• [INSTRUCTIONS TO FOLLOW] Please repeat, from the entries that follow, the lines from the one containing "Please point out the pebble, giving" through the one containing "Please point out the road" exactly, adding nothing.

• [INPUT FOR THIS TASK]
- Opening Delimiter -
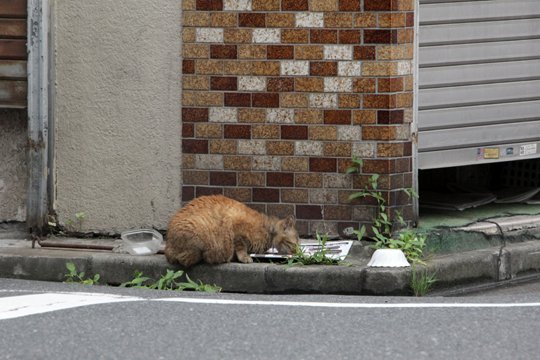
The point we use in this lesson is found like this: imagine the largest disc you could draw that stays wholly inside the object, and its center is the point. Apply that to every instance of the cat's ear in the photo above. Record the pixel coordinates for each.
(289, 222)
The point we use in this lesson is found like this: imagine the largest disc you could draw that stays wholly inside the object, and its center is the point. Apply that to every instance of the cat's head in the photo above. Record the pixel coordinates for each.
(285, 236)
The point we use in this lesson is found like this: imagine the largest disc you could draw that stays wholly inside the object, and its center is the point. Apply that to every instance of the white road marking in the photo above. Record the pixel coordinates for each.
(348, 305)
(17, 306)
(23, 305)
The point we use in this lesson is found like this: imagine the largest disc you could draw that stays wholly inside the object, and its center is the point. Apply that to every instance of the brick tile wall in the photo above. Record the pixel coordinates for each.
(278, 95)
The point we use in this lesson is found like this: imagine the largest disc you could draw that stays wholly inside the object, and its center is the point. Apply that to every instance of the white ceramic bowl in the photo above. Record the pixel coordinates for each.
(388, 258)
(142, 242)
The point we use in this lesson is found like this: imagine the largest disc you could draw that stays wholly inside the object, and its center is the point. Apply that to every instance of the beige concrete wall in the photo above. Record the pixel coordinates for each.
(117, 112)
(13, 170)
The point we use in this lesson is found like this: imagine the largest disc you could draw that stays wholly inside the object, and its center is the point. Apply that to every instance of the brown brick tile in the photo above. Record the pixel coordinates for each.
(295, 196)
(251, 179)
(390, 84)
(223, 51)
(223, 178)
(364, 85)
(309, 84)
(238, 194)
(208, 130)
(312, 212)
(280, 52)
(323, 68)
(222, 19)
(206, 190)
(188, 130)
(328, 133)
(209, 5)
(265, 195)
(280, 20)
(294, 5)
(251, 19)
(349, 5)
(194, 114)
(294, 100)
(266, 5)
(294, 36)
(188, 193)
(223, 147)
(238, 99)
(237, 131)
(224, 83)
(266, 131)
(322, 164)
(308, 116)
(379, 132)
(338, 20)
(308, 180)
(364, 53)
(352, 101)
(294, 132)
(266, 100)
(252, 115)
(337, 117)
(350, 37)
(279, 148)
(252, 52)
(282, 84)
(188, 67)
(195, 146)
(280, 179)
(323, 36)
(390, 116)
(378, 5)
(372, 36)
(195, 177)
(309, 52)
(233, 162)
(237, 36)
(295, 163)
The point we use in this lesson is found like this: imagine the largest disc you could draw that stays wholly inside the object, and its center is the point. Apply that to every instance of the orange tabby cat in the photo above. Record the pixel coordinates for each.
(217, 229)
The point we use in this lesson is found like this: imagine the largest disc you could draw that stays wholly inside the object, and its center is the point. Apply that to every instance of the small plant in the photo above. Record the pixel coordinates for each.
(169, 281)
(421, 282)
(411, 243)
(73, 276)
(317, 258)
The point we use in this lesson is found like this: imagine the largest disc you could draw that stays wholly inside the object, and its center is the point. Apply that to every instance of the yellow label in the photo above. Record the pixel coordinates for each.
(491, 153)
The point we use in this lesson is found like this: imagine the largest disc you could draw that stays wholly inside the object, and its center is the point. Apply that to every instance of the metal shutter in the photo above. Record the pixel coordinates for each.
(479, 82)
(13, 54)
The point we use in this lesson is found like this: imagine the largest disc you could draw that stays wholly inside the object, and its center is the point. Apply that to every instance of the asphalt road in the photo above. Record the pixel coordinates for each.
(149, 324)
- Closing Delimiter -
- Opening Delimiter -
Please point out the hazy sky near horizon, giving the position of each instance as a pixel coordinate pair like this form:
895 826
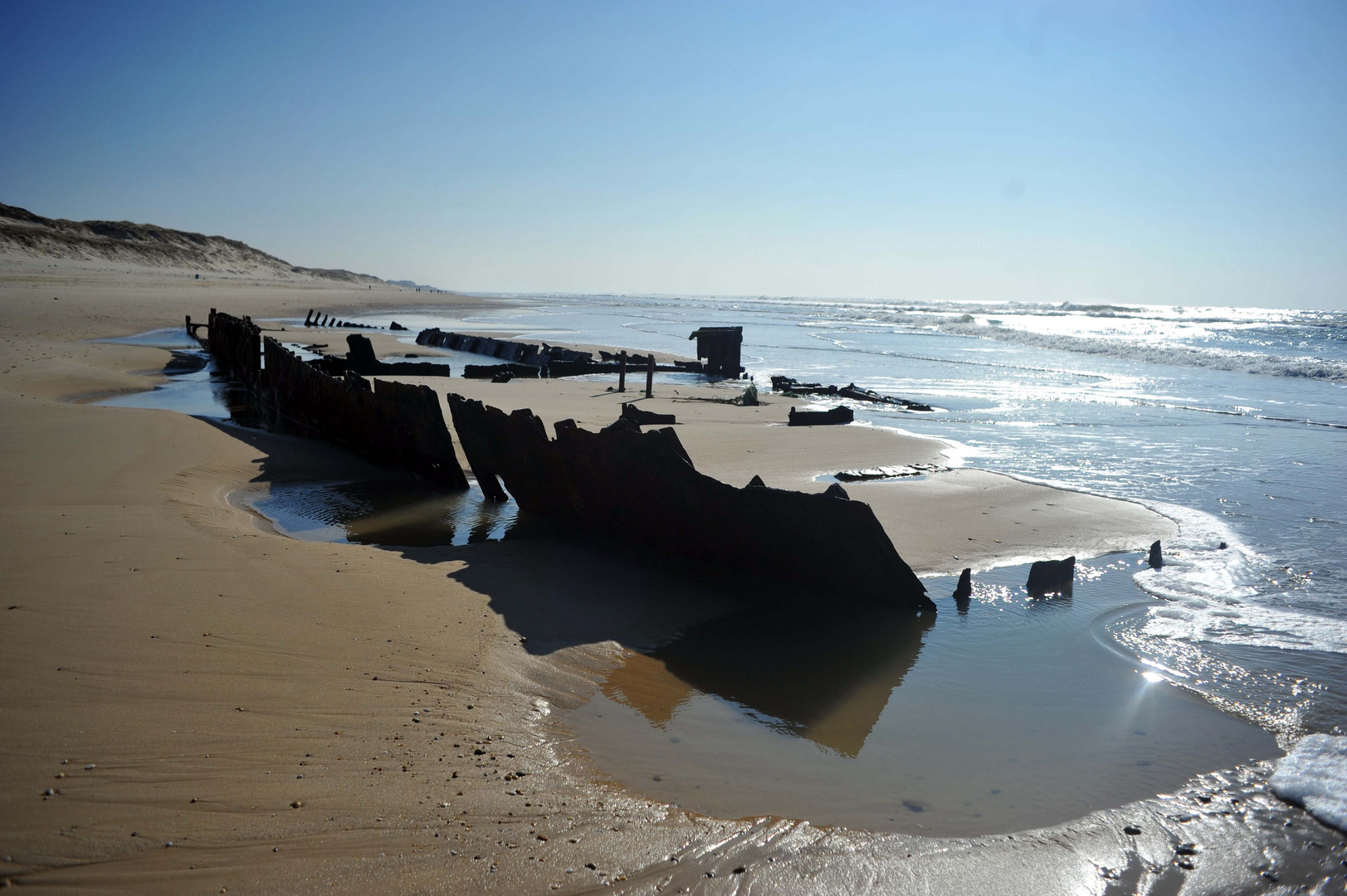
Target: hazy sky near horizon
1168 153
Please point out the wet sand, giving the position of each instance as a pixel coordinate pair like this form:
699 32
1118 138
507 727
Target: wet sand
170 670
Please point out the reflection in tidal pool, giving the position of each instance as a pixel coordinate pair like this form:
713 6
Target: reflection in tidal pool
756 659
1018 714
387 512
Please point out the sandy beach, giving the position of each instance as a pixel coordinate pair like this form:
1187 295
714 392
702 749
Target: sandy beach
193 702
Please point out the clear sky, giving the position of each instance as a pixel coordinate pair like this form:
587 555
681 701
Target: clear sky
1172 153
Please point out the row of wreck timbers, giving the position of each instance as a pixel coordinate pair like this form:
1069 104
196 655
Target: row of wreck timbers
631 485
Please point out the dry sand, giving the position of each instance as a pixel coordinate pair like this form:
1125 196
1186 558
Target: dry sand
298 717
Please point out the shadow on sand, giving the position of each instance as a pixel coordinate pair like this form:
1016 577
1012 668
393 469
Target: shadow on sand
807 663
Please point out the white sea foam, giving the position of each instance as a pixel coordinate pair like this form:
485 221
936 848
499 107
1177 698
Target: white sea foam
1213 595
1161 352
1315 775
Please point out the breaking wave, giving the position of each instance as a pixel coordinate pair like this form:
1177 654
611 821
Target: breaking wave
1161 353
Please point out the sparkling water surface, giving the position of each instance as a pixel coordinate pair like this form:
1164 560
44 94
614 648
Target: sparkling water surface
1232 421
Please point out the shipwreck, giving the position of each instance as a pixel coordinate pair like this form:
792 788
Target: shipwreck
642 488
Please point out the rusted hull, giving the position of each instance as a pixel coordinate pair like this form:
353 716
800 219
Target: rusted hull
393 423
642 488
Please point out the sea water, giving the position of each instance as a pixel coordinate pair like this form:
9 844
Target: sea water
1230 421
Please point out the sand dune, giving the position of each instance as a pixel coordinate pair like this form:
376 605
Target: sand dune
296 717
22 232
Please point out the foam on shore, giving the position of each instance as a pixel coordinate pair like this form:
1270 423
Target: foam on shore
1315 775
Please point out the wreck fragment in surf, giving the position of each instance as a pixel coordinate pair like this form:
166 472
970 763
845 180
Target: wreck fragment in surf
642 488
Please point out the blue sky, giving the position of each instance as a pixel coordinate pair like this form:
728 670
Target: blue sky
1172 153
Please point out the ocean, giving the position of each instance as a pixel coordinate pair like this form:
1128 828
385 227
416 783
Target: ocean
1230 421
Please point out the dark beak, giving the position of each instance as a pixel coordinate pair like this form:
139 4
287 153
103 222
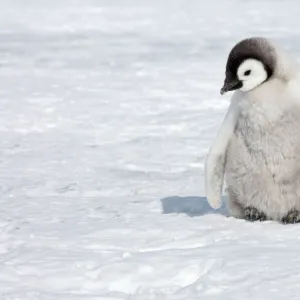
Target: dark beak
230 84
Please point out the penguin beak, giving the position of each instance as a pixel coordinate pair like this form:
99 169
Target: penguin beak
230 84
- Closing Delimiter -
- Opening Delimiter -
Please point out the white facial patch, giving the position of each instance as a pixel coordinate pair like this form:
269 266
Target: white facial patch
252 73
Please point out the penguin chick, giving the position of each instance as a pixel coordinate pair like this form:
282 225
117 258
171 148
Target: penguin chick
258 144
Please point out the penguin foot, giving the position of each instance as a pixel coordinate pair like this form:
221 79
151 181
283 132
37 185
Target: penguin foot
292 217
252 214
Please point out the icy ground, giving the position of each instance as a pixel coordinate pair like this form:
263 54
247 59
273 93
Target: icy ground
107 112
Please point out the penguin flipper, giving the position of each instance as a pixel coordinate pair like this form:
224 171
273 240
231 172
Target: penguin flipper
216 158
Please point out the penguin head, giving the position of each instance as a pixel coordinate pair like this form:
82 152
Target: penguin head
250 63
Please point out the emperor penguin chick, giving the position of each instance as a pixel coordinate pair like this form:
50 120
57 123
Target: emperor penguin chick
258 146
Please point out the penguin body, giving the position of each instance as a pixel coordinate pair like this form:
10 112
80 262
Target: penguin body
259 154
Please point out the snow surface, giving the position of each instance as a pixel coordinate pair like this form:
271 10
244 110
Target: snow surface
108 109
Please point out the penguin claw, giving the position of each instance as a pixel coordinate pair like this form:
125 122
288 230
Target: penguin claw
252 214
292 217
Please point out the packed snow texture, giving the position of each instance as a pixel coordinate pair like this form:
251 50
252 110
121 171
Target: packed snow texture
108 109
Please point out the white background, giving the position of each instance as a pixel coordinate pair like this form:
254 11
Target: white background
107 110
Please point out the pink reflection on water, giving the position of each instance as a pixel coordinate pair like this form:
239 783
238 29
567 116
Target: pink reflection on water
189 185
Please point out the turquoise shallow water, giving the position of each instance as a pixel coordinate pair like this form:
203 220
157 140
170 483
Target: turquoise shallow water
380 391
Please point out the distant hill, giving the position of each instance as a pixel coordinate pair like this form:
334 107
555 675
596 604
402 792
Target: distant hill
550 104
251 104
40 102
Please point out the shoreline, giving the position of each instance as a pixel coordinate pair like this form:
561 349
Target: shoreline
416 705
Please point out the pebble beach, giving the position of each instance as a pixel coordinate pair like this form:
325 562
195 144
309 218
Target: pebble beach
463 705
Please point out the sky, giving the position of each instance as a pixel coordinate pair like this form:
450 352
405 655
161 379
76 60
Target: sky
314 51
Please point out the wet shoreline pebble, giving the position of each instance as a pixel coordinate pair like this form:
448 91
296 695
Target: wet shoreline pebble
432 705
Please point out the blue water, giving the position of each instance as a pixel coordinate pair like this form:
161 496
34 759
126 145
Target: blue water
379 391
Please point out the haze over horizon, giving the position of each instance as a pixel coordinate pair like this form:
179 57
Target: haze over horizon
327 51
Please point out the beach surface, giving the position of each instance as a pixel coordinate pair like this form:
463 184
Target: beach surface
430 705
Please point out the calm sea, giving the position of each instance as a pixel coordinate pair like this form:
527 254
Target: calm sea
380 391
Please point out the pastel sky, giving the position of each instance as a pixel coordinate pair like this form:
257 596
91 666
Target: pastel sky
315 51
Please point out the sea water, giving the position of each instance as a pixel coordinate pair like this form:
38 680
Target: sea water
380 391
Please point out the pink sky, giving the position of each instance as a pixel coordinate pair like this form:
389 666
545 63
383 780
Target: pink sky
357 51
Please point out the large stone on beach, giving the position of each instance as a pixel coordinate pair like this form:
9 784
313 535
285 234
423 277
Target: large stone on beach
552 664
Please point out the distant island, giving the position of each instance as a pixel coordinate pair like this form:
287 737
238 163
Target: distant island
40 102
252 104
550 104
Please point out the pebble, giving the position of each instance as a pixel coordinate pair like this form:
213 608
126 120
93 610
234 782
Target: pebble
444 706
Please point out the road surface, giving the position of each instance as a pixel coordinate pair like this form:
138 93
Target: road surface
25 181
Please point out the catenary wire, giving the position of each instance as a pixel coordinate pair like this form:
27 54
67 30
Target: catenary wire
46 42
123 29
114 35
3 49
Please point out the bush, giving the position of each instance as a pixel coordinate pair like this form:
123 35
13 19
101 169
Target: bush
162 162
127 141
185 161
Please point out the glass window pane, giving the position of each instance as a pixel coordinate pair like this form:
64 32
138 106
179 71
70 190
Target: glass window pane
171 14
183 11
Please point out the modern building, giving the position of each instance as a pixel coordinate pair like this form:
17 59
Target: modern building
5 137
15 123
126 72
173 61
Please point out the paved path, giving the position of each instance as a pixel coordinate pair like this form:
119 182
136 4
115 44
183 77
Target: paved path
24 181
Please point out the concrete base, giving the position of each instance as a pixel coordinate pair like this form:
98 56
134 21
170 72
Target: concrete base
- Closing Delimiter -
• [RESULT FOR THIS EXERCISE]
Please point out the pebble, giving the position of each instance as a pixel coordinate pair like this form:
213 608
126 120
93 610
234 782
Target: pebble
444 706
Please point out the road surface, giving the position of each instance as a pixel coordinate pair like this form:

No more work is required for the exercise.